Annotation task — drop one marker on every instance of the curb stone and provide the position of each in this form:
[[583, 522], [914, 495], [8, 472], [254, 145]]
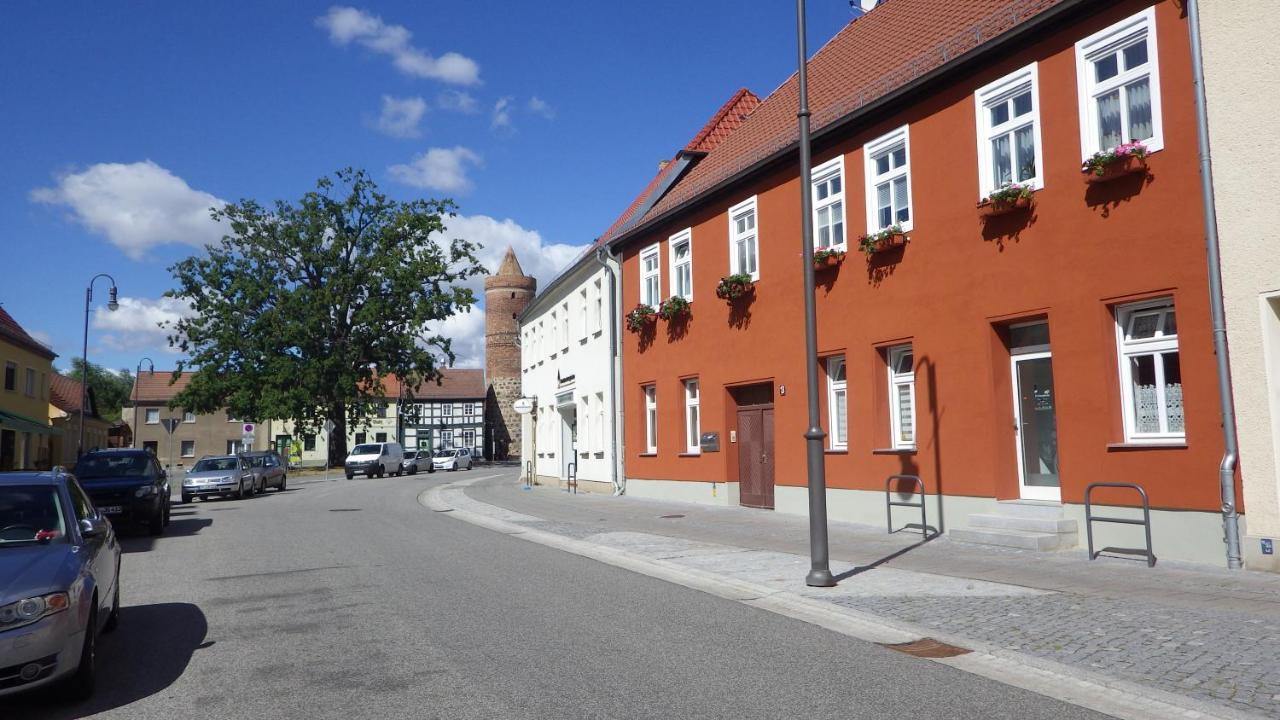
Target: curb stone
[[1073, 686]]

────────────────────

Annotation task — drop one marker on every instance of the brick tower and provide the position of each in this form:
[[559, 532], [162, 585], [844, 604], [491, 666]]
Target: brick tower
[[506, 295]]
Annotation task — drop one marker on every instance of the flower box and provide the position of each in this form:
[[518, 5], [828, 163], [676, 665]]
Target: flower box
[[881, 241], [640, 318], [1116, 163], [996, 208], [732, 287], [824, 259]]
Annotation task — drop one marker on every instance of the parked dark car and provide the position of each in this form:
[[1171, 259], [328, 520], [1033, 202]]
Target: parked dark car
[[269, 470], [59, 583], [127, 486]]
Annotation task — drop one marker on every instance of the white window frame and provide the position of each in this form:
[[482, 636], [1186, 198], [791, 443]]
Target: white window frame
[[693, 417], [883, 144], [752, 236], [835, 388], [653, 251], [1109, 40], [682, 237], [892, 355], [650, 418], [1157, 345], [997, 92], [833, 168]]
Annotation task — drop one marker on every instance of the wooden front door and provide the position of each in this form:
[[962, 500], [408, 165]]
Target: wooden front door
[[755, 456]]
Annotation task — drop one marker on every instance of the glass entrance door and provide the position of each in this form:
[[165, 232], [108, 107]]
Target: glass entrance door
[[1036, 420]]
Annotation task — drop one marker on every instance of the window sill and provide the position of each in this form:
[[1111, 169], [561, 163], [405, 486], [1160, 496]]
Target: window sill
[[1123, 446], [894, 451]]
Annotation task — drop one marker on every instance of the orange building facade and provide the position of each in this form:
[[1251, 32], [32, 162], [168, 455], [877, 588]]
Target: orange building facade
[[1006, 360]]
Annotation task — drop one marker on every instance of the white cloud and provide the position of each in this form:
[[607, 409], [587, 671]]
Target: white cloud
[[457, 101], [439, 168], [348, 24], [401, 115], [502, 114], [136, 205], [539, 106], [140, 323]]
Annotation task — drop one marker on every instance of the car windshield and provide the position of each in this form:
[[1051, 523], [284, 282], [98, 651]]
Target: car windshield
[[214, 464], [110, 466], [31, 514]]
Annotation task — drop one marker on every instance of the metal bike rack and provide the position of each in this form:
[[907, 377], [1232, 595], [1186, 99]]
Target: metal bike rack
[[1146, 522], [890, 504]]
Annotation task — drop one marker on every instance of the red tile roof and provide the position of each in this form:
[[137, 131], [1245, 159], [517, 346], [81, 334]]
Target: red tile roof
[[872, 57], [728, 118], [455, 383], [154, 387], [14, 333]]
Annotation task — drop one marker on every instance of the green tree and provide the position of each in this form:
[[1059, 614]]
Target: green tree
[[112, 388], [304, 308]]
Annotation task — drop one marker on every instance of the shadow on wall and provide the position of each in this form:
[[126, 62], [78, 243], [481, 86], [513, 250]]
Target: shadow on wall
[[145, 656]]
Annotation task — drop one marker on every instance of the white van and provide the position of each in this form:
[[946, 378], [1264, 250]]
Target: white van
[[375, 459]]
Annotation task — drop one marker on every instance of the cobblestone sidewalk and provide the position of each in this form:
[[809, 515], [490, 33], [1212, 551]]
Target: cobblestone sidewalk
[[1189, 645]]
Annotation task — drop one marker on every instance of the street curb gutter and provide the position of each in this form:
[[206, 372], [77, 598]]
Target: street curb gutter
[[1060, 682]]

────────────────────

Please repeat the entries starting at the line containing "of the orange" and ending at the line containing "[[1006, 360]]", both included.

Annotation task — drop one marker on every instance of the orange building facade and provide the position of each in this form:
[[1251, 32], [32, 162], [168, 455], [877, 588]]
Target: orange building facade
[[1006, 360]]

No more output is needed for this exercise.